WHAT TO DO: Given the material below, repeat exactly the lines from the one containing "box: [160, 328, 179, 355]" through the final line, and nothing else.

○ ○ ○ ○ ○

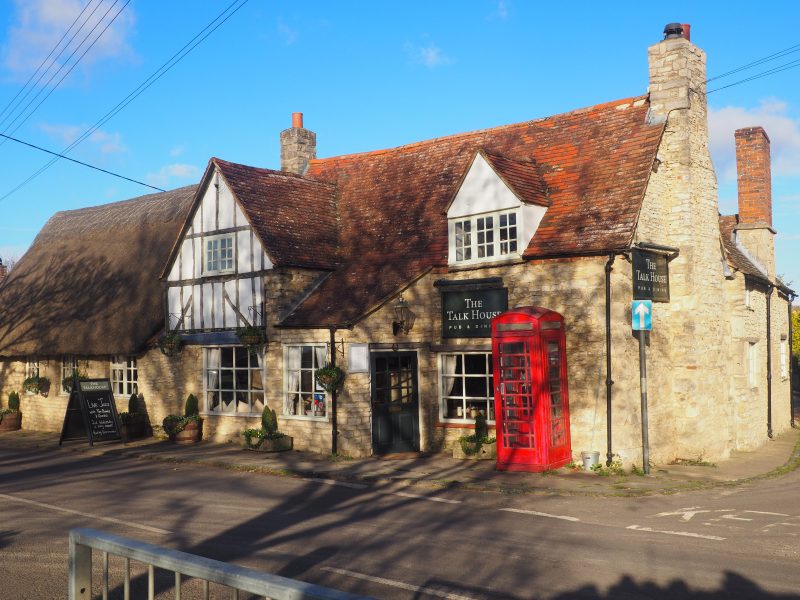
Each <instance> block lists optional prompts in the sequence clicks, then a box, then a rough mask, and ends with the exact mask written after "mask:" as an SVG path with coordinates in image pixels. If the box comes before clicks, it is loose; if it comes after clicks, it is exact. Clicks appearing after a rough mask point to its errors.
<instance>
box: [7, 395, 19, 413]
mask: <svg viewBox="0 0 800 600" xmlns="http://www.w3.org/2000/svg"><path fill="white" fill-rule="evenodd" d="M8 408H9V409H10V410H12V411H14V412H18V411H19V394H18V393H17V392H11V393H10V394H9V395H8Z"/></svg>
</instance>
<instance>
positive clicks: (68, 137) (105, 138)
mask: <svg viewBox="0 0 800 600" xmlns="http://www.w3.org/2000/svg"><path fill="white" fill-rule="evenodd" d="M39 128H40V129H41V130H42V131H43V132H45V133H46V134H47V135H49V136H51V137H53V138H56V139H57V140H59V141H60V142H61V143H62V144H63V145H64V146H69V145H70V144H71V143H72V142H74V141H75V140H76V139H78V137H80V136H81V135H82V134H83V132H84V131H86V130H87V129H89V126H88V125H53V124H51V123H41V124H40V125H39ZM85 143H90V144H94V146H95V147H96V148H97V149H98V150H99V151H100V152H101V153H102V154H115V153H119V152H127V150H128V149H127V148H126V147H125V145H124V144H123V143H122V136H121V135H120V134H119V133H117V132H114V133H109V132H107V131H103V130H102V129H98V130H96V131H94V132H93V133H92V134H91V135H90V136H89V137H88V139H87V140H86V142H85Z"/></svg>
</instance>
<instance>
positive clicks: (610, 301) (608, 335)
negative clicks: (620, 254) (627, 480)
mask: <svg viewBox="0 0 800 600" xmlns="http://www.w3.org/2000/svg"><path fill="white" fill-rule="evenodd" d="M614 258H615V256H614V254H613V253H612V254H609V255H608V261H607V262H606V466H608V467H610V466H611V462H612V460H613V458H614V453H613V452H612V450H611V386H613V385H614V381H613V380H612V379H611V271H612V269H613V265H614Z"/></svg>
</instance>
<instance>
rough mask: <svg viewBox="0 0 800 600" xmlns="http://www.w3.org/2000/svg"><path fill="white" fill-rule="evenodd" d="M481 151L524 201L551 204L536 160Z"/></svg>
mask: <svg viewBox="0 0 800 600" xmlns="http://www.w3.org/2000/svg"><path fill="white" fill-rule="evenodd" d="M480 153H481V154H482V155H483V156H484V158H485V159H486V162H488V163H489V164H490V165H491V166H492V168H493V169H494V170H495V172H496V173H497V174H498V175H499V176H500V177H501V178H502V179H503V181H505V183H506V185H507V186H508V187H509V188H511V191H512V192H514V194H516V196H517V198H519V199H520V200H521V201H522V202H525V203H527V204H538V205H539V206H549V205H550V201H549V200H548V197H547V196H548V193H547V185H546V184H545V182H544V178H543V177H542V174H541V173H540V172H539V168H538V167H537V166H536V162H535V161H533V160H526V161H521V160H511V159H510V158H506V157H505V156H500V155H499V154H491V153H490V152H486V151H483V150H481V151H480Z"/></svg>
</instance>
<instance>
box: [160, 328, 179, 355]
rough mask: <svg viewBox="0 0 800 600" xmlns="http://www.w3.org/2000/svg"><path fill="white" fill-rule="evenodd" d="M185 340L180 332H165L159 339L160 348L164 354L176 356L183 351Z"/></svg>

○ ○ ○ ○ ○

FINISHED EXERCISE:
box: [160, 328, 179, 355]
rough mask: <svg viewBox="0 0 800 600" xmlns="http://www.w3.org/2000/svg"><path fill="white" fill-rule="evenodd" d="M185 340L180 332H165L159 339L160 348L164 354L176 356L183 351Z"/></svg>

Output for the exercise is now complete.